Material provided:
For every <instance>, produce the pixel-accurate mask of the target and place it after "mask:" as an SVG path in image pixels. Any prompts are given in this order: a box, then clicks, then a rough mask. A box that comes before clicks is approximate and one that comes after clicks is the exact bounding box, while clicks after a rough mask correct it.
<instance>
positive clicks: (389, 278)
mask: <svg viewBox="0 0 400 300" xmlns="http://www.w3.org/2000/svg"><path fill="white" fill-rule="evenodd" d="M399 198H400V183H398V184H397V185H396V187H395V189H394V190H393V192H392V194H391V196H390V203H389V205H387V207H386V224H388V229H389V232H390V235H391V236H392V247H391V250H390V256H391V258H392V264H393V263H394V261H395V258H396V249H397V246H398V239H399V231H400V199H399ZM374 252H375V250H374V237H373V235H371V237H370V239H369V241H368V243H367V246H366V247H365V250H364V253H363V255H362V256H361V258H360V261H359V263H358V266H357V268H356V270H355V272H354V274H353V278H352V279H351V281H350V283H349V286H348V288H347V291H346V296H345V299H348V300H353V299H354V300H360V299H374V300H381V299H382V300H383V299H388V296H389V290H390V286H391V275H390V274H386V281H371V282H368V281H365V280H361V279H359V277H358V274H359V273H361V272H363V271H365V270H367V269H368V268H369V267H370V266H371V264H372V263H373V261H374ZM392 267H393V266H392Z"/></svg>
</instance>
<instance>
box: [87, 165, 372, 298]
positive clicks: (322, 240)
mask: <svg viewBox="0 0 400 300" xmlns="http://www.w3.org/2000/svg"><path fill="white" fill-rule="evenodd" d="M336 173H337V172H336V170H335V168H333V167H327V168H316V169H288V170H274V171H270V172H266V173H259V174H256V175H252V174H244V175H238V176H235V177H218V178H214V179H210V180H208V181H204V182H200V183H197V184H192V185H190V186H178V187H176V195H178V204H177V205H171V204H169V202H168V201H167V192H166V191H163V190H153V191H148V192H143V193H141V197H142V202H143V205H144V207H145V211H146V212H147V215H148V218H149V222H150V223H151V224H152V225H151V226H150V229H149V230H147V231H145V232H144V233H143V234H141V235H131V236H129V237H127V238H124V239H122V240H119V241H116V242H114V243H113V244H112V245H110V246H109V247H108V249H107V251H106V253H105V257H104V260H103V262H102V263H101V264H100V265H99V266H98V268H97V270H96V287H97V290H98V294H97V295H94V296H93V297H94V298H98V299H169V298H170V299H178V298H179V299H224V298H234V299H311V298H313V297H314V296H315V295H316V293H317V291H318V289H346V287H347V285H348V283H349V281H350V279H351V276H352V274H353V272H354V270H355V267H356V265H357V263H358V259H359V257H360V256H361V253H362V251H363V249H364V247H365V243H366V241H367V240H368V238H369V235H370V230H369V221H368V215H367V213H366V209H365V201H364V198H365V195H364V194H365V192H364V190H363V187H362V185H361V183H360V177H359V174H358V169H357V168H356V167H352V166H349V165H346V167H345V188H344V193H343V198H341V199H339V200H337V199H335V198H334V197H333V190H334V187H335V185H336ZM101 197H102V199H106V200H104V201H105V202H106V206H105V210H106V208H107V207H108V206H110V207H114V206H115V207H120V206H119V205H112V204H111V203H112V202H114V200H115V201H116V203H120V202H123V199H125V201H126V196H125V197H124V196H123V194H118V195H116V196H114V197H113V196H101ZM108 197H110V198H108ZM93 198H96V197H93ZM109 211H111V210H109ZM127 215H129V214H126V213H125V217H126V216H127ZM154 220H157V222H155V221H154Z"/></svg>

Work instruction: Starting at the first line, transcribe the material through to the last.

Answer box:
For every <instance>, produce the pixel-accurate mask of the target and place it after "mask:" as an SVG path in image pixels. Any prompts are given in this order: a box, then clicks, then a rough mask. A box that comes before clicks is approximate and one that comes after clicks is the exact bounding box, while clicks after a rough mask correct it.
<instance>
positive clicks: (389, 278)
mask: <svg viewBox="0 0 400 300" xmlns="http://www.w3.org/2000/svg"><path fill="white" fill-rule="evenodd" d="M399 198H400V183H398V184H397V185H396V187H395V189H394V190H393V192H392V194H391V196H390V203H389V205H387V207H386V224H388V229H389V232H390V235H391V236H392V247H391V250H390V256H391V258H392V264H393V263H394V261H395V258H396V249H397V246H398V239H399V231H400V199H399ZM374 252H375V250H374V237H373V235H371V237H370V239H369V241H368V243H367V246H366V247H365V250H364V253H363V255H362V256H361V258H360V261H359V263H358V266H357V268H356V270H355V272H354V274H353V278H352V279H351V281H350V283H349V286H348V288H347V291H346V296H345V299H348V300H353V299H354V300H360V299H374V300H381V299H382V300H383V299H388V296H389V290H390V286H391V275H390V274H386V281H371V282H368V281H365V280H361V279H359V277H358V274H359V273H361V272H363V271H365V270H367V269H368V268H369V267H370V266H371V264H372V263H373V261H374ZM392 267H393V266H392Z"/></svg>
</instance>
<instance>
box: [87, 165, 372, 298]
positive clicks: (322, 240)
mask: <svg viewBox="0 0 400 300" xmlns="http://www.w3.org/2000/svg"><path fill="white" fill-rule="evenodd" d="M336 173H337V172H336V170H335V168H333V167H327V168H316V169H288V170H274V171H270V172H266V173H259V174H256V175H252V174H244V175H238V176H235V177H218V178H214V179H210V180H208V181H204V182H200V183H197V184H192V185H190V186H178V187H176V195H178V204H177V205H171V204H169V202H168V201H167V192H166V191H163V190H153V191H148V192H143V193H141V197H142V202H143V205H144V207H145V211H146V212H147V215H148V218H149V222H150V223H151V224H152V225H151V226H150V229H149V230H147V231H145V232H144V233H143V234H141V235H131V236H129V237H127V238H124V239H122V240H119V241H116V242H114V243H113V244H112V245H110V246H109V247H108V249H107V251H106V253H105V257H104V260H103V262H102V263H101V264H100V265H99V266H98V268H97V270H96V287H97V290H98V294H97V295H94V296H93V297H94V298H98V299H169V298H170V299H178V298H179V299H224V298H234V299H311V298H313V297H314V296H315V295H316V293H317V291H318V289H346V287H347V285H348V283H349V281H350V279H351V276H352V274H353V272H354V270H355V267H356V265H357V263H358V259H359V257H360V256H361V253H362V251H363V249H364V247H365V243H366V241H367V240H368V238H369V235H370V230H369V221H368V215H367V213H366V209H365V201H364V198H365V195H364V194H365V192H364V190H363V187H362V185H361V183H360V177H359V174H358V169H357V168H356V167H352V166H349V165H346V167H345V188H344V193H343V198H341V199H339V200H337V199H335V198H334V197H333V190H334V187H335V185H336ZM101 197H102V199H106V200H104V201H105V202H106V206H105V210H106V208H107V207H108V206H110V207H114V206H115V207H120V206H119V205H112V204H111V203H112V202H114V200H115V201H116V203H120V202H123V199H125V201H126V196H125V197H124V196H123V194H118V195H116V196H114V197H113V196H101ZM108 197H110V198H108ZM93 198H96V197H93ZM109 211H111V210H109ZM127 215H129V214H126V213H125V217H126V216H127ZM154 220H157V222H155V221H154Z"/></svg>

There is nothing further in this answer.